Sensacyjne doniesienia o tym, że zakażaniu się nowym koronawirusem sprzyjają pewne grupy krwi, są przedwczesne - uspokajają naukowcy. Gao Yingdai ze State Key Laboratory of Experimental Haematology w Tianjin powiedziała, że badanie wymaga powtórzenia na większej próbie.
- Jeśli masz grupę krwi A, nie masz jeszcze powodu do paniki. Nie oznacza to, że zostaniesz zainfekowany w 100 procentach. A jeśli jesteś osobą z grupą krwi 0, nie oznacza to, że jesteś bezpieczny. Nadal powinieneś myć ręce i postępować zgodnie z wytycznymi - powiedziała badaczka.

Zapisane wpisy danych:
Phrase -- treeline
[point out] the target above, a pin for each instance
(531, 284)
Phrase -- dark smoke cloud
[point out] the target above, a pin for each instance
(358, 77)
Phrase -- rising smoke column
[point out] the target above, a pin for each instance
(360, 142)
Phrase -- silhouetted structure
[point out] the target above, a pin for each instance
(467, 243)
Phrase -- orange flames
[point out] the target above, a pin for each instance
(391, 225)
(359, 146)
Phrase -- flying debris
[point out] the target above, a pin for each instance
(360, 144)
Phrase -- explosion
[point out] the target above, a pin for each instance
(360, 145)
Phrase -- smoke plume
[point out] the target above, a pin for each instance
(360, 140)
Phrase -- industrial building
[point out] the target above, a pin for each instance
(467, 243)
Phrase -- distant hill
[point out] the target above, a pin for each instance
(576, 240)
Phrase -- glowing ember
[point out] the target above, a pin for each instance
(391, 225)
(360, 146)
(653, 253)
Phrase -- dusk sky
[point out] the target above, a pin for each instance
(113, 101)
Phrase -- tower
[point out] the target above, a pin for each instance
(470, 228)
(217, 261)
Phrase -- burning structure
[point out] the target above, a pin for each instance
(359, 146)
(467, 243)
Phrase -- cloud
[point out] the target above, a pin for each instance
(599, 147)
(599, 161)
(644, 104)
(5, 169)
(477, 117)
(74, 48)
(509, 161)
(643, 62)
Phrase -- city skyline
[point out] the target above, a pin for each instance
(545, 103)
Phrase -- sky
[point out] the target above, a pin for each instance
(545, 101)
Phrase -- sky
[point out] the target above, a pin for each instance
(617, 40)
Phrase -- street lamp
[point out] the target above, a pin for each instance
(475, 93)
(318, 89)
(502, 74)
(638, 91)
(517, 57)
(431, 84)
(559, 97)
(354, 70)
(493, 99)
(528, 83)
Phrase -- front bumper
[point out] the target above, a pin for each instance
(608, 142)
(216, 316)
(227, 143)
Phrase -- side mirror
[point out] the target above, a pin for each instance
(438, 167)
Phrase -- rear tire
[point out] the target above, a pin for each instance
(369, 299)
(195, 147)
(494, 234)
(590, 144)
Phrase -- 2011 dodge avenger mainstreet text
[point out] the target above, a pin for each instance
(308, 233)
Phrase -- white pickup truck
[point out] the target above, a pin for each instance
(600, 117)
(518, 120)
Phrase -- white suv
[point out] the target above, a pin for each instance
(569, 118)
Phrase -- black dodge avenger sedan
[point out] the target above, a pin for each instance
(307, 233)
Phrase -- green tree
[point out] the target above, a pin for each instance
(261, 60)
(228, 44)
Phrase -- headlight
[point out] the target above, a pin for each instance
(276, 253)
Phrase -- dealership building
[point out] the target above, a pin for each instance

→ **Polecenia do ćwiczenia**:
1. Jaka badaczka, według tekstu o grupach krwi i koronawirusie, stwierdziła, że badanie wymaga powtórzenia na większej próbie?
2. Wypisz wszystkie zdania tworzące przytoczoną w tekście o grupach krwi i koronawirusie wypowiedź badaczki w mowie niezależnej.
Dane nie mają związku z tekstem o grupach krwi i koronawirusie.

→ **Odpowiedzi do zadań**:
1. Gao Yingdai ze State Key Laboratory of Experimental Haematology w Tianjin.

2.
1. Jeśli masz grupę krwi A, nie masz jeszcze powodu do paniki.
2. Nie oznacza to, że zostaniesz zainfekowany w 100 procentach.
3. A jeśli jesteś osobą z grupą krwi 0, nie oznacza to, że jesteś bezpieczny.
4. Nadal powinieneś myć ręce i postępować zgodnie z wytycznymi.